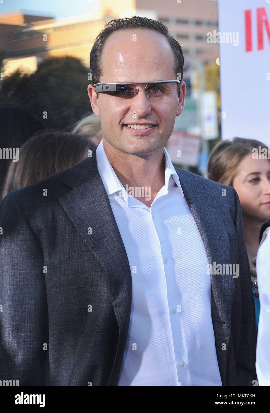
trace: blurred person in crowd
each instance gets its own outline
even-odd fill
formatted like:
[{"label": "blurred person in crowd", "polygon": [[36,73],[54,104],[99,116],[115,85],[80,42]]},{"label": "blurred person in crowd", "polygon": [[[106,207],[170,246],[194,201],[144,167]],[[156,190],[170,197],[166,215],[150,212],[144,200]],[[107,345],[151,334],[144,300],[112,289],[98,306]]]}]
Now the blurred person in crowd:
[{"label": "blurred person in crowd", "polygon": [[256,370],[259,386],[270,386],[270,219],[260,233],[260,247],[253,263],[260,292],[260,311],[256,352]]},{"label": "blurred person in crowd", "polygon": [[174,167],[164,147],[184,109],[183,66],[161,22],[107,23],[88,87],[103,140],[92,157],[0,203],[3,377],[22,386],[256,379],[237,192],[222,197],[222,185]]},{"label": "blurred person in crowd", "polygon": [[18,161],[10,165],[2,198],[12,191],[72,166],[86,158],[88,150],[95,147],[74,133],[48,130],[38,132],[19,148]]},{"label": "blurred person in crowd", "polygon": [[[0,104],[0,193],[8,167],[16,164],[18,148],[36,132],[44,129],[42,122],[20,107]],[[8,159],[4,148],[7,152]],[[13,157],[13,155],[14,155]],[[14,161],[12,160],[14,159]]]},{"label": "blurred person in crowd", "polygon": [[253,261],[259,247],[263,223],[270,216],[270,160],[262,154],[268,149],[253,139],[235,138],[219,142],[210,154],[208,178],[235,189],[241,204],[243,226],[251,272],[256,315],[256,332],[260,300],[253,276]]},{"label": "blurred person in crowd", "polygon": [[84,136],[97,146],[102,139],[100,118],[94,113],[83,118],[76,124],[72,132]]}]

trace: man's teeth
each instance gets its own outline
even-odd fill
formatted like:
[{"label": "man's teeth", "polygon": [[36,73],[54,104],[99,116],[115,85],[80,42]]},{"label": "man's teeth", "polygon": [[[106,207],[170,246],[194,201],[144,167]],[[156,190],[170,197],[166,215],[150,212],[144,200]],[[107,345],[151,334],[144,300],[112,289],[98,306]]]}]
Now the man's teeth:
[{"label": "man's teeth", "polygon": [[132,123],[128,124],[129,128],[133,128],[133,129],[147,129],[148,128],[153,128],[154,125],[132,125]]}]

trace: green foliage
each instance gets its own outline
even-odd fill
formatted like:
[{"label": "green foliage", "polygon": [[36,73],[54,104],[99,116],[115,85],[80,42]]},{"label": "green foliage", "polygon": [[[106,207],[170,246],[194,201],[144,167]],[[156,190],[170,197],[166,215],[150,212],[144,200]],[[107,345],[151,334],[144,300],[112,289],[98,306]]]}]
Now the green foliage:
[{"label": "green foliage", "polygon": [[[76,57],[50,57],[40,63],[34,73],[18,70],[4,77],[0,99],[28,109],[46,128],[66,129],[92,112],[88,73]],[[43,112],[47,112],[47,119]]]}]

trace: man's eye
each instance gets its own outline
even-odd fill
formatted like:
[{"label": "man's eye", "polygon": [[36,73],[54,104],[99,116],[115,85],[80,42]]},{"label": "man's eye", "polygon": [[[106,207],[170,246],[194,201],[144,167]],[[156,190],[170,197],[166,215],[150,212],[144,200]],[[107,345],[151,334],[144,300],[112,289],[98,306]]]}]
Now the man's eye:
[{"label": "man's eye", "polygon": [[150,89],[150,91],[154,93],[157,93],[159,92],[161,92],[161,89],[157,86],[153,86]]}]

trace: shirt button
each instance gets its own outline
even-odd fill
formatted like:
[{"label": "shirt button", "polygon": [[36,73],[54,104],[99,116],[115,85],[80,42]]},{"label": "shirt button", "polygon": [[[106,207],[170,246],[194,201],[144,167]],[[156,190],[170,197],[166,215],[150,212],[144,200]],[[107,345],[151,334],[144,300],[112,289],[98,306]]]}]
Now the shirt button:
[{"label": "shirt button", "polygon": [[183,360],[180,360],[179,362],[179,366],[180,367],[184,367],[185,365],[184,362]]}]

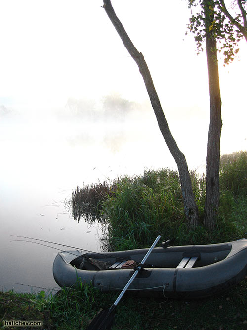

#### WHAT TO DO:
Pull out every line of the listing above that contains the string "button", matching case exactly.

#### OUTPUT OF THE TASK:
trace: shirt button
[{"label": "shirt button", "polygon": [[36,73],[54,104],[99,116],[115,85],[80,42]]},{"label": "shirt button", "polygon": [[[106,207],[170,246],[194,201],[144,167]],[[156,190],[170,197],[166,215],[150,212],[144,200]],[[107,345],[151,334],[144,300],[112,289],[98,306]]]}]
Now the shirt button:
[{"label": "shirt button", "polygon": [[183,360],[180,360],[179,362],[179,366],[180,367],[184,367],[185,365],[184,362]]}]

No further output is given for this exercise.